_Material provided_

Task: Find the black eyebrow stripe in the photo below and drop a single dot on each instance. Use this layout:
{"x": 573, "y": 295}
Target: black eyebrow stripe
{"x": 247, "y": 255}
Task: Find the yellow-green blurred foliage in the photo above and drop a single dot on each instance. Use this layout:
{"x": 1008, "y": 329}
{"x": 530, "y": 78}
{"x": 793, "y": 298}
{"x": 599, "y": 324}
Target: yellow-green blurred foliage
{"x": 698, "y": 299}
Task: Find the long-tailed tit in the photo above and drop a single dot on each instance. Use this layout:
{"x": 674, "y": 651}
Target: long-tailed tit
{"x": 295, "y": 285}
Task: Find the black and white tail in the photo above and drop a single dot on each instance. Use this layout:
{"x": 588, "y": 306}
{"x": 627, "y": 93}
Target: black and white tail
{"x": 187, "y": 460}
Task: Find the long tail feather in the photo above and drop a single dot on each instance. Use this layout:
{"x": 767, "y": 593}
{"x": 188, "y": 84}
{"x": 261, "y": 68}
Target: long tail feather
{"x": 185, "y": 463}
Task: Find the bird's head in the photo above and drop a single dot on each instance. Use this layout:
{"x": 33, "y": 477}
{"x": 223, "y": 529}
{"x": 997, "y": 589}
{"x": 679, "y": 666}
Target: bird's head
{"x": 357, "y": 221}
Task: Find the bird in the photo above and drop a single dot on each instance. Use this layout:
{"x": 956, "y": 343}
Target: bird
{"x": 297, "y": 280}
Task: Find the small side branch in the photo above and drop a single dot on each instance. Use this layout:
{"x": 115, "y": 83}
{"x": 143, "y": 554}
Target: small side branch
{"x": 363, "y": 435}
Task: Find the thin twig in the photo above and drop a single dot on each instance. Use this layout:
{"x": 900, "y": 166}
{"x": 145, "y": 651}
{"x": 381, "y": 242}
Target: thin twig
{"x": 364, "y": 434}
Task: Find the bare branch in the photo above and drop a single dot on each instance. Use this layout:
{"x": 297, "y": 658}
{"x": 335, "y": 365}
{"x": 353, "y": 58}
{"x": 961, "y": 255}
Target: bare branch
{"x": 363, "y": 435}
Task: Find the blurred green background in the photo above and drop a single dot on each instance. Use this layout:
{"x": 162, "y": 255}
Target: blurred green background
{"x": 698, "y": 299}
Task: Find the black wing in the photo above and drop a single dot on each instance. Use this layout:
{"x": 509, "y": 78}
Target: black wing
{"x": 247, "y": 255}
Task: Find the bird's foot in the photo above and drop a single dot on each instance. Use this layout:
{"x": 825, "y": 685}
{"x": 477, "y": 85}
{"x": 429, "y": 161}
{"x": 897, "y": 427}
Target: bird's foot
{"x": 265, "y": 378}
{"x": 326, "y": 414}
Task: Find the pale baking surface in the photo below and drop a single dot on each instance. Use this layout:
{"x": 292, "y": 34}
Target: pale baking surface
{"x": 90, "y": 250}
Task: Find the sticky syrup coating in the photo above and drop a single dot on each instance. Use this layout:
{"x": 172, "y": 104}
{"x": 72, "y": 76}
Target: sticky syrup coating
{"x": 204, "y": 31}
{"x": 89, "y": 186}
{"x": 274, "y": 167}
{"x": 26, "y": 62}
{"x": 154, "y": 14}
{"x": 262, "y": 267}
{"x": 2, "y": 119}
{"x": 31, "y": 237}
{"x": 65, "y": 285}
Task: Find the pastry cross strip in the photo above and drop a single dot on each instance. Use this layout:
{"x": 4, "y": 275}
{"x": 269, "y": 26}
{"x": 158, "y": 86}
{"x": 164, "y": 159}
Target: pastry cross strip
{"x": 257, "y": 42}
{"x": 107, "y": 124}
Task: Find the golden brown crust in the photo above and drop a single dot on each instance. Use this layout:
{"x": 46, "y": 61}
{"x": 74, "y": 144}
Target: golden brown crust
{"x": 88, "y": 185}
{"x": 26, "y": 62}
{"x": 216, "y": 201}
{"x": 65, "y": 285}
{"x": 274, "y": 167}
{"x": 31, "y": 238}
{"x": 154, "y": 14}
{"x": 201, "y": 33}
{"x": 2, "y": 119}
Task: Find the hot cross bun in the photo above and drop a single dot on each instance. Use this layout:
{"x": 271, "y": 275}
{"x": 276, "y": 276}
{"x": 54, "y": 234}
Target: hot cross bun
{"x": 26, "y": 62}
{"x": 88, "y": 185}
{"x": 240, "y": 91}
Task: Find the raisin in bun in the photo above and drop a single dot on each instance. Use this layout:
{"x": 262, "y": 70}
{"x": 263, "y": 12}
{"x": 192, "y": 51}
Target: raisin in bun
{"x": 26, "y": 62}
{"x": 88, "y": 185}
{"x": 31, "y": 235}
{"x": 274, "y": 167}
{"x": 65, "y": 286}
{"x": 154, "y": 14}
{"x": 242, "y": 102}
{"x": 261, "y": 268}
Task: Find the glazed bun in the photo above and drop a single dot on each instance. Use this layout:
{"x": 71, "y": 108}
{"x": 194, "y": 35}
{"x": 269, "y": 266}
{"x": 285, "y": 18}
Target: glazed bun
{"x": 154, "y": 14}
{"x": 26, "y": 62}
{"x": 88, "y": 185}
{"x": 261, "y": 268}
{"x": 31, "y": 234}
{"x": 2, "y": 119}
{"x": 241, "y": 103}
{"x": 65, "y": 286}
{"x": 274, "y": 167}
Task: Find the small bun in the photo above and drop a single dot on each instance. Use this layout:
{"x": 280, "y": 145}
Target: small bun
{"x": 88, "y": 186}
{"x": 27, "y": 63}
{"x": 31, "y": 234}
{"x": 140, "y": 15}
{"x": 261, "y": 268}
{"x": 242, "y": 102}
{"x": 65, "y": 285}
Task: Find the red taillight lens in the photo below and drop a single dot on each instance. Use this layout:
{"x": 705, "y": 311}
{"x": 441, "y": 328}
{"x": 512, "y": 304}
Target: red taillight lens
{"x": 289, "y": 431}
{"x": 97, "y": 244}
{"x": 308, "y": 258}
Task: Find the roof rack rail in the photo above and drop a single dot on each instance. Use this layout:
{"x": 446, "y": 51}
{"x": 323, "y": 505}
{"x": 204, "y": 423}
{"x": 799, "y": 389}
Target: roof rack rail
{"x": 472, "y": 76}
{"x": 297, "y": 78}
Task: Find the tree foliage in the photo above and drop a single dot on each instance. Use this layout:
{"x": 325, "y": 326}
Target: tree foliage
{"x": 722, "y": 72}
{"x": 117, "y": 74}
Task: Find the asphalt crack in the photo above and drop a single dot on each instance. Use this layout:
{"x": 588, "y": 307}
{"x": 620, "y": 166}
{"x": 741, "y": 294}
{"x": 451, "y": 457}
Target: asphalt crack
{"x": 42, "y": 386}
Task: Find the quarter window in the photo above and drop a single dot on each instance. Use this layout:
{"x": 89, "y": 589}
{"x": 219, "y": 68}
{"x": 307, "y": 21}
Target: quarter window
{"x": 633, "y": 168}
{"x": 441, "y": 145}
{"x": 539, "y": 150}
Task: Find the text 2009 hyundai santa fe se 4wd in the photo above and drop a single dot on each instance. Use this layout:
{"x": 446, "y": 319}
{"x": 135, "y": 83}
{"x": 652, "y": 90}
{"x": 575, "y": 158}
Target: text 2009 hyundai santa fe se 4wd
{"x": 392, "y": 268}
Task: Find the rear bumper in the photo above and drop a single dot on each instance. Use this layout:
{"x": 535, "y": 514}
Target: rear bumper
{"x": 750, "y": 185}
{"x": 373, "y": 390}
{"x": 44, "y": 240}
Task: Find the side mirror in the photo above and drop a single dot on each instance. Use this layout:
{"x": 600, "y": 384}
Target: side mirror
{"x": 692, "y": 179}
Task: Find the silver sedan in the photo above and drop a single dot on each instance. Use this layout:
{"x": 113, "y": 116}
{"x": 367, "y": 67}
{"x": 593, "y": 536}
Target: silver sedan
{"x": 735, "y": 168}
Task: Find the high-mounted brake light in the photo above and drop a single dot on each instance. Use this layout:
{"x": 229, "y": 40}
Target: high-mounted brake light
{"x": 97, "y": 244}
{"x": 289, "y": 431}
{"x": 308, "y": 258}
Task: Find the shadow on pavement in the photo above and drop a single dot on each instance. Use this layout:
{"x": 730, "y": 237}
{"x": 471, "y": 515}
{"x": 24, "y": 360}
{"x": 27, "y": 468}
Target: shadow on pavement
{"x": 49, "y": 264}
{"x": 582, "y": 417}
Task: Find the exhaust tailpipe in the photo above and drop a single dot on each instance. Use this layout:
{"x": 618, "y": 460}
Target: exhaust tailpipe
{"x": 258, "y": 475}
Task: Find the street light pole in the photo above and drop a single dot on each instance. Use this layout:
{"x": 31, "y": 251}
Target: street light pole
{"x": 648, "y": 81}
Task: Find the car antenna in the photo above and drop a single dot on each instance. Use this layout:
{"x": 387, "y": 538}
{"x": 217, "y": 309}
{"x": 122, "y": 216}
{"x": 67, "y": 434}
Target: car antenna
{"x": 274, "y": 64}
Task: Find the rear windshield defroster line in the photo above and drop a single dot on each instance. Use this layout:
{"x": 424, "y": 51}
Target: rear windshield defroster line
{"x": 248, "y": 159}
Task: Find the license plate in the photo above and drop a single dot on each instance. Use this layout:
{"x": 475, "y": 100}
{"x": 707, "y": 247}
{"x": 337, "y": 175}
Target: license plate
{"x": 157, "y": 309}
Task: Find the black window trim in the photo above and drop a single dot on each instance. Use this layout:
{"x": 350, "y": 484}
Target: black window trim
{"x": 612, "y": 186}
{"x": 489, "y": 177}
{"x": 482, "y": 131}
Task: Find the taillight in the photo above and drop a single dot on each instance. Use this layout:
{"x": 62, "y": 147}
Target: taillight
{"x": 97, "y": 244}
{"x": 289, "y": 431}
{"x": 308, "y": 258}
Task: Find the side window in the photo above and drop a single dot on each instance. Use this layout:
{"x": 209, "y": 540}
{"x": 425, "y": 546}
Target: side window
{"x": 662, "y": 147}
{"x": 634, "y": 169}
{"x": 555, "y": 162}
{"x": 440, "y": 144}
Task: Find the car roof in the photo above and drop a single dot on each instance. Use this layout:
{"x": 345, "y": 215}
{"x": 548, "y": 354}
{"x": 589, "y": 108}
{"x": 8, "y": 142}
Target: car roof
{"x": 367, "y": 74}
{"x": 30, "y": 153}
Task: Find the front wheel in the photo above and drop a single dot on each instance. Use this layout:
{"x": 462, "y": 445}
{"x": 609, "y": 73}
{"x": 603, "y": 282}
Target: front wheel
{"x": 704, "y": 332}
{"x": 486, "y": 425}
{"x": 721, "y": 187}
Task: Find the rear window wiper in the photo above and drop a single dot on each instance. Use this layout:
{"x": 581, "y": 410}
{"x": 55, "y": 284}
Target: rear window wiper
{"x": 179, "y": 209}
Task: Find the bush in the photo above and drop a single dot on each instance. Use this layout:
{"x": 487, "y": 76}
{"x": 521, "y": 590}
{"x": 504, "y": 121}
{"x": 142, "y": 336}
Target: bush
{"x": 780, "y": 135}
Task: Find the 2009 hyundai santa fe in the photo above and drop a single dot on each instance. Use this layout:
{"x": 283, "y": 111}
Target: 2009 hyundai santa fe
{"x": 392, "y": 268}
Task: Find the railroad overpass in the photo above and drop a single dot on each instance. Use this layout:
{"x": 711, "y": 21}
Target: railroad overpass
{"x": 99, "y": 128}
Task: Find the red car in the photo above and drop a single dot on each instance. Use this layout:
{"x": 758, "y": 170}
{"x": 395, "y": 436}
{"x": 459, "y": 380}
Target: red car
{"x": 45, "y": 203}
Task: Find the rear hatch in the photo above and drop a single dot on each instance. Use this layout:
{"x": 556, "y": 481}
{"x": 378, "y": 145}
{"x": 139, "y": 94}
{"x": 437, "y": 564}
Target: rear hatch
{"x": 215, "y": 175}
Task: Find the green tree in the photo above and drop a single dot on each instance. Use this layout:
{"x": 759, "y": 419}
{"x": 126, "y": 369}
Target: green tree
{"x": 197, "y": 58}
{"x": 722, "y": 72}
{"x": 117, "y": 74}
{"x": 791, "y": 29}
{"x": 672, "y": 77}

_Work required_
Write out again, exactly, the lines from the one holding "Task: Find the red car" through the end of the listing, with both ends included.

_Answer to this task_
Task: Find the red car in the photo above and drop a single dot on each instance. Use this layout:
{"x": 758, "y": 170}
{"x": 395, "y": 436}
{"x": 459, "y": 380}
Target: red car
{"x": 45, "y": 203}
Task: Find the rear hatch in the photo above and drop a single dot on each instance. Use this layout:
{"x": 556, "y": 481}
{"x": 378, "y": 145}
{"x": 139, "y": 94}
{"x": 437, "y": 564}
Target: rear hatch
{"x": 215, "y": 175}
Task: Find the green tree in the photo above and drop a single dot on each instance. Use this layout:
{"x": 759, "y": 419}
{"x": 126, "y": 369}
Target: green tree
{"x": 197, "y": 58}
{"x": 722, "y": 72}
{"x": 117, "y": 74}
{"x": 791, "y": 29}
{"x": 672, "y": 77}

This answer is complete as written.